--- GIVEN TEXT Enclosed Below ---

December 8th, 2005 at 6:05 pm

Above comments are right on the mark

Moral education is important and should be a priority in any professional training . The comment I make really pertains to the world which includes training and post training.

There is no bitterness against academics ( it is fun and correct to think about acid base disturbances, pathophysiologic processes, and treatments while helping those acutely ill in the hospital or to get paid a stipend to teach and lecture. )

But as the above commentor notes the private practice world is quitea different climate, where the physicians attention is pulled continuously away from the patient and forced to negotiate beuracratic ,legal and
financial obstacles.

The distinction from the hospital/academic ward is seen in the DB’s comment

“we cannot care for the patient if a patient does not care for himself”

In academics, this is true at the obligatory end of the ward rotation, where trainees and teaching attendings change services and patients face fresh new docs.

In non academic settings, the patient will come back to you again and again and again and again with ailments and the physician cannot “rotate off”.

--- End of Enclosed GIVEN TEXT ---
--- DATASET CONTENT Enclosed Below ---

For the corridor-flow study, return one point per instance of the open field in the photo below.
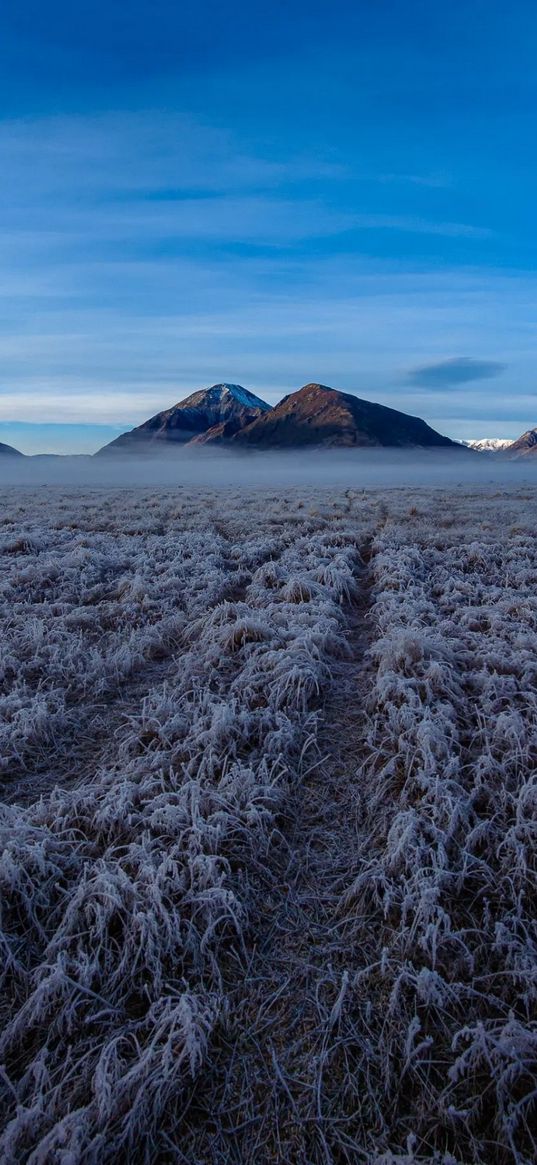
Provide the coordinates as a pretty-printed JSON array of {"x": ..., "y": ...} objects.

--- End of Enclosed DATASET CONTENT ---
--- DATASET CONTENT Enclosed Below ---

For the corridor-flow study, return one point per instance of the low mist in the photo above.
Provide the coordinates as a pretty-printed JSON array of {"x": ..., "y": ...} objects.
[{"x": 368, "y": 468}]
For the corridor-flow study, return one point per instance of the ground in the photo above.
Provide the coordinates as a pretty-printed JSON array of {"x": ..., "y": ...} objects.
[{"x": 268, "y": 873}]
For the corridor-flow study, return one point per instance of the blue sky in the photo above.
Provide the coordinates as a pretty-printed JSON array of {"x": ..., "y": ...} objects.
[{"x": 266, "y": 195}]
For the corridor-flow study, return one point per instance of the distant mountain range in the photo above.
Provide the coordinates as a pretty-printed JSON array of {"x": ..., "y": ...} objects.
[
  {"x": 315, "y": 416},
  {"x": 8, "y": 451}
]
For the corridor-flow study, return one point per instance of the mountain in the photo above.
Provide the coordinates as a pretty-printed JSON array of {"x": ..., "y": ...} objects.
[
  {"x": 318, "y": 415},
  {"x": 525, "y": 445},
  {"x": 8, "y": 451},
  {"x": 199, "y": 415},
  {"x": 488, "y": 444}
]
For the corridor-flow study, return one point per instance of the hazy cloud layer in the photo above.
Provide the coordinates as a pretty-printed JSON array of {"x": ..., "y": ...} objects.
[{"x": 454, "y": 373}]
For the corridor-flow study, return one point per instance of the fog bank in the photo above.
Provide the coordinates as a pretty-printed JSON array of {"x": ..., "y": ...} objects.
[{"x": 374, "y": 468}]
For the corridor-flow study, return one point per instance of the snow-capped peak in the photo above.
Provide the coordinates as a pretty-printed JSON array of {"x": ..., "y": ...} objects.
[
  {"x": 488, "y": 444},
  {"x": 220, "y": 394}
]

--- End of Enclosed DATASET CONTENT ---

[WORK REQUEST 1]: Copy the stretch of the comment on medical training from "The distinction from" through "fresh new docs." word for word.
[WORK REQUEST 2]: Continue the comment on medical training, picking up after its final sentence.

[WRITTEN REPLY 1]:
The distinction from the hospital/academic ward is seen in the DB’s comment

“we cannot care for the patient if a patient does not care for himself”

In academics, this is true at the obligatory end of the ward rotation, where trainees and teaching attendings change services and patients face fresh new docs.

[WRITTEN REPLY 2]:
The non interested diabetic smoker with hypertension will
come back to you with the consequences of the silent MI and the community doc WILL have to intensify the therapy and provide close follow-up until they decide not to follow up again or take their meds and 9 months later the ER calls you at 10:00 pm and notifies the community doc of the new stroke or out of hospital cardiac arrest. then you WILL spend the next morning explaining on the phone to the daughter just how it is that her hero father is critically ill.

in the post training community world

” we MUST care for the patient if a patient does not care for himself”

I do not misread your comments, I simply provide another view.

Moral values can be re-inforced in training and community based physicians try their best to work
against a system which places profits over care.

in fact the last comment of DB underscores again the gap
in academic medicine from commnuity medicine

DB writes “we cannot care for the patient if the patient does not care for himself/herself”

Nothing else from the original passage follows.